**Short exercise**
Please copy every one of the records below word for word, keeping each line unchanged and in its original order.

**Record excerpts**

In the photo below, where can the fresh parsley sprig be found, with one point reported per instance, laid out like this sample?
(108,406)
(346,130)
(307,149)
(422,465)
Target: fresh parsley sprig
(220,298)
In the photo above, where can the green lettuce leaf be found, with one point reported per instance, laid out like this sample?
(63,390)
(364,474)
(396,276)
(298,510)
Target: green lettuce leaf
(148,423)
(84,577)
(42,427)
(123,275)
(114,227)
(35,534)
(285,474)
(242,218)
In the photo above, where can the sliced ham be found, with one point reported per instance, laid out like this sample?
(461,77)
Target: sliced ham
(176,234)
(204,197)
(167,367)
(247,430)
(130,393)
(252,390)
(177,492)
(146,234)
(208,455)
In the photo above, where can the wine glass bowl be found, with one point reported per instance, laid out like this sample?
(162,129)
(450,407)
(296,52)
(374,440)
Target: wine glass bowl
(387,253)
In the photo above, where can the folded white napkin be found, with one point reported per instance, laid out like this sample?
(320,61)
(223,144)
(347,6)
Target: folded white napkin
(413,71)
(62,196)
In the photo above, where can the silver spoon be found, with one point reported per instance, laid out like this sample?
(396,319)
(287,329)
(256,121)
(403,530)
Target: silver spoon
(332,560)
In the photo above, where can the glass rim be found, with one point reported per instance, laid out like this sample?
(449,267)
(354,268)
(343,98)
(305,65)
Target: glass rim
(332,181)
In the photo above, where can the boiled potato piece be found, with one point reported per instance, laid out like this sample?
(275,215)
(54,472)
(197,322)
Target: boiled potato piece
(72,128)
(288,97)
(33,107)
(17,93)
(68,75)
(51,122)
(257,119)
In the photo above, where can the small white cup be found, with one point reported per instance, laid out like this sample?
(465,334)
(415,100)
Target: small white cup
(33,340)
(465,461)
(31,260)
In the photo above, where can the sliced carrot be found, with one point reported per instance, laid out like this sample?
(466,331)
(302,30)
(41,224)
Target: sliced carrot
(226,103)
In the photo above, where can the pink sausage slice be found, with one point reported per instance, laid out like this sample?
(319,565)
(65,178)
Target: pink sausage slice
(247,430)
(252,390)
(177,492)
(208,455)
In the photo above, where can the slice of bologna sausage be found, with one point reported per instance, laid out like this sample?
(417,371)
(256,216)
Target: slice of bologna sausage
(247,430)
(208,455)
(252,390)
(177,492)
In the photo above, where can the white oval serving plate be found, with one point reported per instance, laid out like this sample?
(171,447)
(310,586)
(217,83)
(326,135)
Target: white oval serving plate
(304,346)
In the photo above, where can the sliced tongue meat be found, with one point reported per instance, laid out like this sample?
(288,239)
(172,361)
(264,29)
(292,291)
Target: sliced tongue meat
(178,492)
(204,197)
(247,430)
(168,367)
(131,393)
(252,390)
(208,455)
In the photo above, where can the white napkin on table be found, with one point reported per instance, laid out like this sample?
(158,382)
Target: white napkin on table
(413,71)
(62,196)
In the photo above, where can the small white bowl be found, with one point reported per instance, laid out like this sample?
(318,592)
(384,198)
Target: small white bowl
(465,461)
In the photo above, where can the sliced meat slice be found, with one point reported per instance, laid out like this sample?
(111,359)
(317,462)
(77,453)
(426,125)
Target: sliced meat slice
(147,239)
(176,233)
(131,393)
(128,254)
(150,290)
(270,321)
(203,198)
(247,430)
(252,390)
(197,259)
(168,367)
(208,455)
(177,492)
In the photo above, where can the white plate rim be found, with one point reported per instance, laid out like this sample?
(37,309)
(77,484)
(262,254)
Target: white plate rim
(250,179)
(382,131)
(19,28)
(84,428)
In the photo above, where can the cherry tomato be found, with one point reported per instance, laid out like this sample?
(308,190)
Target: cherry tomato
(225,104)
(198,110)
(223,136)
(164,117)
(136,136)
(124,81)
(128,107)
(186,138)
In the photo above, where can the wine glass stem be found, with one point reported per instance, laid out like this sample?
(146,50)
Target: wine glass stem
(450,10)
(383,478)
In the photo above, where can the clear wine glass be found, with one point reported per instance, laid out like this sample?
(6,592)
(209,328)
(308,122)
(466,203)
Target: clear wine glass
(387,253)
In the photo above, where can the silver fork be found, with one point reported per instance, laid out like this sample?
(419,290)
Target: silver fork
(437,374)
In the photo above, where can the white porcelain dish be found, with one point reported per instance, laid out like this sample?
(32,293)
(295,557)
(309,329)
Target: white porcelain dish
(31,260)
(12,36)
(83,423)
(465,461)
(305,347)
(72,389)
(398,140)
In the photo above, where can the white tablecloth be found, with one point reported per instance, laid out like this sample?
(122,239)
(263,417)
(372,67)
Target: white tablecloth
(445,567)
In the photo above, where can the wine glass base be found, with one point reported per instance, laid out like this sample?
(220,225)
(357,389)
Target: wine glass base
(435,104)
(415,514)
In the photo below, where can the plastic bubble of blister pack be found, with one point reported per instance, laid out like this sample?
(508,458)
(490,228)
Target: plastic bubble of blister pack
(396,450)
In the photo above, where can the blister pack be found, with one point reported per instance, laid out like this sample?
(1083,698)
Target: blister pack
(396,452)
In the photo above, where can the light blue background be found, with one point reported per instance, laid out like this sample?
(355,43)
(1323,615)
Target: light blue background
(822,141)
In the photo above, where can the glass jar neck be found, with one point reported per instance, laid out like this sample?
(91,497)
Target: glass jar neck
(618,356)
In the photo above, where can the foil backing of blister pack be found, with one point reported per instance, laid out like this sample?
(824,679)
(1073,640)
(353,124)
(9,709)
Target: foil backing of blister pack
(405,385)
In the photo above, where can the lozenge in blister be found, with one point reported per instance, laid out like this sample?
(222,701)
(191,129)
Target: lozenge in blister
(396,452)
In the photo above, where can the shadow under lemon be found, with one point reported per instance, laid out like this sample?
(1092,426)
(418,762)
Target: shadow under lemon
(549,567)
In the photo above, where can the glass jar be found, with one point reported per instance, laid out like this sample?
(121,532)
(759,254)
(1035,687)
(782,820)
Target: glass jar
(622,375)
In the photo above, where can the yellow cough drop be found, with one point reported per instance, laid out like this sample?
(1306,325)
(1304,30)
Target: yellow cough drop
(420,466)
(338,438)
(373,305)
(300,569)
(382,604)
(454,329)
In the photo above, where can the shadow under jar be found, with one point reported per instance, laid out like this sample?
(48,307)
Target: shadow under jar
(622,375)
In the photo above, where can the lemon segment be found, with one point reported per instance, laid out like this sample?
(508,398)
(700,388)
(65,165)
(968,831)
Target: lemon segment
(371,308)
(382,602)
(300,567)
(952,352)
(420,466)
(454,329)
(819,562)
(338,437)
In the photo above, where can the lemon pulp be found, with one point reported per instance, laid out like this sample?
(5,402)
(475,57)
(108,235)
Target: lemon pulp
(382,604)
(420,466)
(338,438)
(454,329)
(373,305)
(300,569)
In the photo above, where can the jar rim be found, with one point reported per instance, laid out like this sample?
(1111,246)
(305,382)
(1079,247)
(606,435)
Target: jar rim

**Exercise result**
In the photo below, where can the fresh parsley sprig be found, with one point reported per instance, laid out like this sample?
(108,406)
(346,130)
(307,149)
(422,465)
Target: fresh parsley sprig
(220,298)
In the photo above, where can the green lettuce leaf be found, with one point reported per instance, laid out like this sample?
(63,390)
(364,474)
(396,276)
(298,510)
Target: green lettuce leaf
(148,423)
(84,577)
(42,427)
(123,275)
(114,227)
(35,534)
(285,474)
(242,218)
In the photo above, where can the sliced ham be found, with one point reported per instance, laid out like this sample?
(461,77)
Target: sliced ham
(176,234)
(204,197)
(167,367)
(247,430)
(130,393)
(252,390)
(177,492)
(146,234)
(208,455)
In the photo above, where can the wine glass bowl be found, with one point reported per instance, laid out like this sample?
(162,129)
(450,407)
(296,52)
(374,440)
Target: wine glass bowl
(387,253)
In the photo above, where can the folded white napkin be found, with one point reported per instance, laid out like this sample?
(320,61)
(223,144)
(347,6)
Target: folded white napkin
(413,71)
(62,196)
In the photo above, where can the silver spoon be found, with one point reported per instance, laid out like this sample?
(396,319)
(287,329)
(256,121)
(403,530)
Target: silver spoon
(332,560)
In the photo above, where can the glass rim be found, with one point reported per instance, laid out like this sample?
(449,267)
(354,268)
(343,98)
(305,65)
Target: glass rim
(332,181)
In the photo above, where can the boiled potato piece be found, with one point reported per instance, laid out like this sample?
(275,215)
(54,472)
(197,322)
Target: boiled potato piece
(72,128)
(288,97)
(33,107)
(17,93)
(68,75)
(51,122)
(257,119)
In the photo above, where can the small white cup be found, with one point reported per instance, laid out like this sample?
(465,334)
(415,100)
Target: small white cup
(33,340)
(465,461)
(31,260)
In the photo above, where can the sliced carrot be found, with one point reported per instance, laid out like this sample?
(466,331)
(302,30)
(41,224)
Target: sliced carrot
(226,103)
In the photo above, where can the pink sausage slice be found, with one point reported per instance, laid out like this sample?
(319,565)
(65,178)
Target: pink sausage slice
(247,430)
(252,390)
(177,492)
(208,455)
In the photo above, where can the slice of bologna sausage be found, with one point reported per instance, laid out like this sample?
(417,371)
(256,216)
Target: slice of bologna sausage
(247,430)
(208,455)
(252,390)
(177,492)
In the photo above, where can the white oval serving plate be found, with one point reported per instance, laid out like this sample?
(171,447)
(310,586)
(217,83)
(326,135)
Target: white oval serving plate
(304,346)
In the photo above, where can the sliced tongue meat be found, with one point reported per instance, laid out like this sample?
(288,239)
(172,361)
(264,29)
(292,291)
Target: sliced tongue meat
(178,492)
(204,197)
(247,430)
(168,367)
(131,393)
(252,390)
(208,455)
In the photo above, where can the white napkin on table be found, with one point reported per instance, laid out like this sample?
(158,382)
Target: white napkin on table
(413,71)
(62,196)
In the photo above, where can the small white bowl be found, with one point reported per instance, laid out like this sample?
(318,592)
(384,198)
Target: small white bowl
(465,461)
In the photo above, where can the sliced meat slice be found, with one point reported per instance, laid out like this sample?
(111,359)
(317,462)
(77,453)
(426,125)
Target: sliced meat slice
(147,239)
(176,233)
(131,393)
(128,254)
(150,290)
(270,321)
(203,198)
(247,430)
(252,390)
(197,259)
(168,367)
(208,455)
(177,492)
In the photo above, where can the white plate rim be found, with one point reported per instance, laid out like this sample?
(37,309)
(77,484)
(262,254)
Target: white plate rim
(250,179)
(382,131)
(19,28)
(84,428)
In the photo above, where can the cherry tomato be found, with one point reported per instance, laid out like this sample?
(308,190)
Target: cherry tomato
(225,104)
(198,110)
(223,136)
(164,117)
(136,136)
(124,81)
(128,107)
(186,138)
In the photo above, where can the wine glass stem be found, with one point reported per instance, laid out like this sample?
(146,50)
Target: wine glass stem
(450,10)
(383,478)
In the photo above, where can the clear wine glass be found, with one point reported per instance, laid out like this sample?
(6,592)
(209,328)
(308,122)
(466,203)
Target: clear wine glass
(387,253)
In the photo above, where can the silver fork be found, with one point reported per instance, laid out like this sample?
(419,290)
Target: silver fork
(437,374)
In the photo above, where can the white porcelain dish be found, with one point reported per instance, laid out like this sample?
(32,293)
(295,557)
(309,329)
Target: white porcelain dish
(31,260)
(12,36)
(83,423)
(465,461)
(305,347)
(72,389)
(398,140)
In the photo above, where can the white tablecloth be found, with one point reported per instance, laid out like this sample?
(122,239)
(263,417)
(372,67)
Target: white tablecloth
(445,567)
In the photo above, where can the wine glass base be found, with one point reported per instance, laid out like this sample?
(220,225)
(357,389)
Target: wine glass base
(435,104)
(415,514)
In the photo below, where can the plastic bubble of blister pack be found, with one point reported per instance, laid out like this sample?
(508,458)
(490,228)
Target: plastic bubble of blister pack
(396,450)
In the photo above, where can the blister pack be found, with one point reported per instance, laid out like this sample?
(1083,698)
Target: blister pack
(396,452)
In the photo above, where can the light blue background be found, with one point reported per instance, laid out like this sample?
(355,43)
(1323,615)
Target: light blue background
(822,141)
In the photo above, where can the glass jar neck be found, with one point reported per instance, laid out like this sample?
(91,497)
Target: glass jar neck
(618,356)
In the photo above, where can the foil backing of blister pack be found, with one point reported per instance, laid out like this sample?
(824,679)
(1073,640)
(353,124)
(9,709)
Target: foil backing of blister pack
(405,385)
In the photo above, where can the lozenge in blister be found, with one point reported per instance, laid out like this sample?
(222,701)
(191,129)
Target: lozenge in blister
(396,452)
In the photo above, where can the shadow under lemon be found, with one point reported per instance, laid out like this sample?
(1092,426)
(418,762)
Target: shadow under lemon
(549,567)
In the photo above, where can the glass jar be found, with one point reported per instance, laid out like this sample?
(121,532)
(759,254)
(1035,687)
(782,820)
Target: glass jar
(622,375)
In the photo above, where can the yellow cough drop be found, with one point reported per instance, laid out like this sample?
(1306,325)
(1304,30)
Target: yellow cough drop
(420,466)
(338,438)
(373,305)
(300,569)
(382,604)
(454,329)
In the photo above, where can the shadow under jar be found, with one point reported per instance, laid out like this sample?
(48,307)
Target: shadow under jar
(622,375)
In the photo above, where can the lemon segment be found, with one point reported per instance, laid out like this sample?
(508,398)
(700,388)
(65,165)
(968,831)
Target: lemon segment
(371,308)
(382,602)
(300,567)
(952,352)
(420,466)
(454,329)
(819,562)
(338,437)
In the photo above, where can the lemon pulp be found, with one point reported per instance, laid out like this sample?
(5,402)
(475,57)
(108,235)
Target: lemon pulp
(382,604)
(420,466)
(338,438)
(454,329)
(373,305)
(300,569)
In the photo above, where can the jar rim be found, with one point reported per instance, laid out like this sample?
(1111,246)
(305,382)
(1079,247)
(606,435)
Target: jar rim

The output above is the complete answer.